- DONNÉES À TRAITER
______________________________

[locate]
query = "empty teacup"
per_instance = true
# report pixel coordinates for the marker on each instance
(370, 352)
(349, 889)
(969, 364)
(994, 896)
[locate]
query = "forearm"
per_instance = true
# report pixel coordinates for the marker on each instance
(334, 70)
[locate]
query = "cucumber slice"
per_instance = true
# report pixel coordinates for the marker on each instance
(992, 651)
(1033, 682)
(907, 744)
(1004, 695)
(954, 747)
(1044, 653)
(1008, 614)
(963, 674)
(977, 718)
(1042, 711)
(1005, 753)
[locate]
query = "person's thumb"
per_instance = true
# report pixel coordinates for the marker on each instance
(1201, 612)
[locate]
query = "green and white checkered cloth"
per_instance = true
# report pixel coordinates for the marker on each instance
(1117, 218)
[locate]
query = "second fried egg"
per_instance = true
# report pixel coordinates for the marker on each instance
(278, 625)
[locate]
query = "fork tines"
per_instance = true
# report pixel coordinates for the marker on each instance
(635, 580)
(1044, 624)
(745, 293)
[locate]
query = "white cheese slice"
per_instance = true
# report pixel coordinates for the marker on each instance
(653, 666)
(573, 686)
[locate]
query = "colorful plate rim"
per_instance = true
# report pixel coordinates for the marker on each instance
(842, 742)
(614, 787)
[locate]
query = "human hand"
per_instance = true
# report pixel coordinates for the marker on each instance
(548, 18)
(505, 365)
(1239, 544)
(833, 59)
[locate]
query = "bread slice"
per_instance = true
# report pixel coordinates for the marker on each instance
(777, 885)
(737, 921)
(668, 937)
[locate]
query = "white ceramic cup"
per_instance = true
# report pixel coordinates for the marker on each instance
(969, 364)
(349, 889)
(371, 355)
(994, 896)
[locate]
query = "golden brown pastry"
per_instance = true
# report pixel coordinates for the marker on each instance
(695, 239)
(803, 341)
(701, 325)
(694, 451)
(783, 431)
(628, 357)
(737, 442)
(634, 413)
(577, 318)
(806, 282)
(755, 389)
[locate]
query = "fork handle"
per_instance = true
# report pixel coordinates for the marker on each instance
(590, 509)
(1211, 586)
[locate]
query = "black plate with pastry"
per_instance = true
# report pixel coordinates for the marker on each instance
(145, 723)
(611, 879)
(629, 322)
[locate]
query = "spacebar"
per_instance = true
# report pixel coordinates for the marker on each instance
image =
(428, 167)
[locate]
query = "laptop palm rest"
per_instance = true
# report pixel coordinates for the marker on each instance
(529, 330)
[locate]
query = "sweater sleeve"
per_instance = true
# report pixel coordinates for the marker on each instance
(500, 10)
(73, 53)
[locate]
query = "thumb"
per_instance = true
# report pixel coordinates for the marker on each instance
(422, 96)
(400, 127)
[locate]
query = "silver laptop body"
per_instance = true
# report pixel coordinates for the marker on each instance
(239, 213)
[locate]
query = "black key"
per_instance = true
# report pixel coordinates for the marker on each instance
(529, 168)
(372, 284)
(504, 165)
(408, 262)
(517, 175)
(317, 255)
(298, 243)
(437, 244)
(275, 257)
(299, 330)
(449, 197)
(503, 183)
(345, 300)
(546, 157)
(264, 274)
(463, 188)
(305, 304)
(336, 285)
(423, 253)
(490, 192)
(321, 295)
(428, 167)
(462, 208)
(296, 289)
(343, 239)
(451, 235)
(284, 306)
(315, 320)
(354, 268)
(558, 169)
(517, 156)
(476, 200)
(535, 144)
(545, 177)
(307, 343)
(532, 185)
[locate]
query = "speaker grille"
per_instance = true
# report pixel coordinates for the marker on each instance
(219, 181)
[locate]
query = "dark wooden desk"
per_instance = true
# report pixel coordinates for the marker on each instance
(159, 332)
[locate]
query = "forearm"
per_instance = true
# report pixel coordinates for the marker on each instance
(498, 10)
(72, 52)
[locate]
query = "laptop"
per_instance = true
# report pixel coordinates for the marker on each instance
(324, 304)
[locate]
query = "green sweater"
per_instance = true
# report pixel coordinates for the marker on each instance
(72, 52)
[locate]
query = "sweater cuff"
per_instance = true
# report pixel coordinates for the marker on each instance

______________________________

- DEMANDE ÉCRITE
Renommez « locate » en « find » dans l'ensemble du listing ci-dessus, puis reproduisez-le en entier sans rien modifier d'autre.

- RÉPONSE FINALE
[find]
query = "empty teacup"
per_instance = true
# report pixel coordinates for the marker on each instance
(370, 352)
(349, 889)
(969, 364)
(994, 896)
[find]
query = "forearm"
per_instance = true
# report pixel coordinates for the marker on each instance
(334, 70)
[find]
query = "cucumber slice"
per_instance = true
# report pixel coordinates for the marker on each instance
(992, 651)
(1033, 682)
(907, 744)
(1004, 695)
(954, 747)
(1044, 653)
(1008, 614)
(963, 674)
(977, 718)
(1042, 711)
(1005, 753)
[find]
query = "person's thumb"
per_instance = true
# report pixel coordinates for the marker on each instance
(1201, 612)
[find]
query = "green and white checkered cloth"
per_instance = true
# report pixel coordinates for the marker on each instance
(1117, 218)
[find]
query = "second fried egg"
per_instance = true
# report pixel coordinates for the marker on each instance
(278, 625)
[find]
query = "fork tines"
per_instance = true
# report pixel coordinates for the marker on each instance
(635, 580)
(1044, 624)
(745, 293)
[find]
query = "white cheese slice"
per_instance = true
# report pixel coordinates for the marker on each instance
(653, 666)
(573, 686)
[find]
query = "colorful plate rim"
per_instance = true
# report pixel coordinates for the marker on each instance
(842, 742)
(614, 787)
[find]
query = "human hand"
per_instance = true
# report pixel coordinates for the marker on each instance
(548, 18)
(505, 365)
(1239, 544)
(833, 59)
[find]
query = "bread slice"
per_instance = true
# report pixel coordinates for the marker on each instance
(777, 885)
(737, 921)
(668, 937)
[find]
query = "white ceramic cup"
per_instance = true
# report pixel coordinates for the marker on each instance
(969, 364)
(349, 889)
(371, 355)
(994, 896)
[find]
query = "golden brown pastry"
per_instance = true
# report pixel coordinates for the marker on each instance
(695, 239)
(803, 341)
(701, 325)
(694, 451)
(783, 431)
(628, 357)
(737, 442)
(634, 413)
(577, 318)
(806, 282)
(755, 389)
[find]
query = "fork handle"
per_instance = true
# report pixel coordinates for the marker on each instance
(590, 509)
(1211, 586)
[find]
query = "black plate with pastry"
per_instance = true
# report pixel coordinates for the marker on each instance
(145, 723)
(611, 879)
(629, 322)
[find]
query = "spacebar"
per_instance = true
# report pixel coordinates for the marker on each instance
image =
(428, 167)
[find]
query = "laptop palm rest"
per_instance = true
# report pixel coordinates for the marker on each instance
(529, 330)
[find]
query = "sweater sleeve"
per_instance = true
# report pixel coordinates for the marker on each instance
(500, 10)
(73, 53)
[find]
query = "thumb"
per_instance = true
# report pixel coordinates for the marker on each instance
(422, 96)
(400, 127)
[find]
query = "silver laptop body"
per_instance = true
# report pixel coordinates for the marker on each instance
(239, 213)
[find]
query = "black key"
per_instance = true
# report pixel coordinates for the marker on each instance
(529, 168)
(372, 284)
(504, 165)
(408, 262)
(517, 175)
(317, 255)
(298, 243)
(437, 244)
(275, 257)
(299, 330)
(449, 197)
(503, 183)
(345, 300)
(546, 157)
(264, 274)
(463, 188)
(305, 304)
(336, 285)
(423, 253)
(490, 192)
(321, 295)
(428, 167)
(462, 208)
(296, 289)
(343, 239)
(451, 235)
(284, 306)
(315, 320)
(354, 268)
(558, 169)
(517, 156)
(476, 200)
(535, 144)
(545, 177)
(307, 343)
(532, 185)
[find]
query = "speaker grille"
per_instance = true
# report pixel coordinates for the marker on each instance
(219, 181)
[find]
query = "dark wooden desk"
per_instance = true
# report pixel coordinates for the marker on each instance
(159, 332)
[find]
query = "forearm"
per_instance = true
# report pixel coordinates for the marker on each instance
(498, 10)
(72, 52)
[find]
query = "laptop"
per_instance = true
# report pixel coordinates for the marker on each instance
(324, 304)
[find]
query = "green sweater"
per_instance = true
# report pixel coordinates for the marker on each instance
(72, 52)
[find]
query = "sweater cuff"
per_instance = true
# report pixel coordinates for the marker on each instance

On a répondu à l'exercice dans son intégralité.